From the start, he made exceptions to his no-lobbyist rule. And now, embarrassing details about Cabinet-nominee Tom Daschle's tax problems and big paychecks from special interest groups are raising new questions about the reach and sweep of the new president's promised reforms.

Maybe he shouldn't have promised so much, some open-government advocates say. They're willing to cut him some slack — for now.

On Jan. 21, the day after his inauguration, Obama issued an executive order barring any former lobbyists who join his administration from dealing with matters or agencies related to their lobbying work. Nor could they join agencies they had lobbied in the previous two years.

However, William J. Lynn III, his choice to become the No. 2 official at the Defense Department, recently lobbied for military contractor Raytheon. And William Corr, tapped as deputy secretary at Health and Human Services, lobbied through most of last year as an anti-tobacco advocate. Corr says he will take no part in tobacco matters in the new administration.

▸ Task 1
For each statement below, say whether it agrees with the text on the lobbyist rule. Answer yes or no and quote the words of the text that decide it.
(a) Obama issued his executive order on lobbyists the day after his inauguration.
(b) William Corr lobbied for Raytheon.
(c) Some open-government advocates are unwilling to give the president any leeway for now.
▸ Task 2
Copy the passage of the text on the lobbyist rule that lies between "From the start, he" and "slack — for now.", inclusive.

▸ Records
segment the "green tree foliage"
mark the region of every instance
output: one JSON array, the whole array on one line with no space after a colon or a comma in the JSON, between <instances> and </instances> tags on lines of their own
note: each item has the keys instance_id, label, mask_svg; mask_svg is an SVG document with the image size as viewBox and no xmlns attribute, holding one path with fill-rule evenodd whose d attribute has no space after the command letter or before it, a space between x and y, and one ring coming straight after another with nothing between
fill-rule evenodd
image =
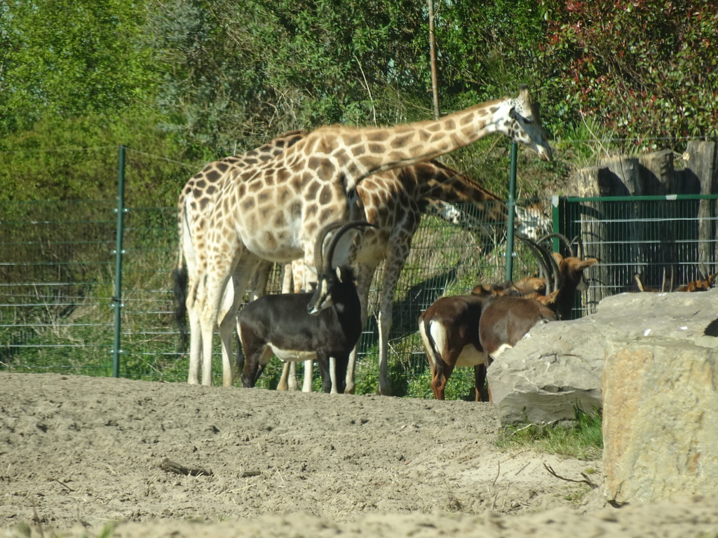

▸ Worked answer 1
(a) Yes: "On Jan. 21, the day after his inauguration, Obama issued an executive order barring any former lobbyists who join his administration from dealing with matters or agencies related to their lobbying work."
(b) No: "William J. Lynn III, his choice to become the No. 2 official at the Defense Department, recently lobbied for military contractor Raytheon." Corr "lobbied through most of last year as an anti-tobacco advocate."
(c) No: "They're willing to cut him some slack — for now."

▸ Worked answer 2
From the start, he made exceptions to his no-lobbyist rule. And now, embarrassing details about Cabinet-nominee Tom Daschle's tax problems and big paychecks from special interest groups are raising new questions about the reach and sweep of the new president's promised reforms.

Maybe he shouldn't have promised so much, some open-government advocates say. They're willing to cut him some slack — for now.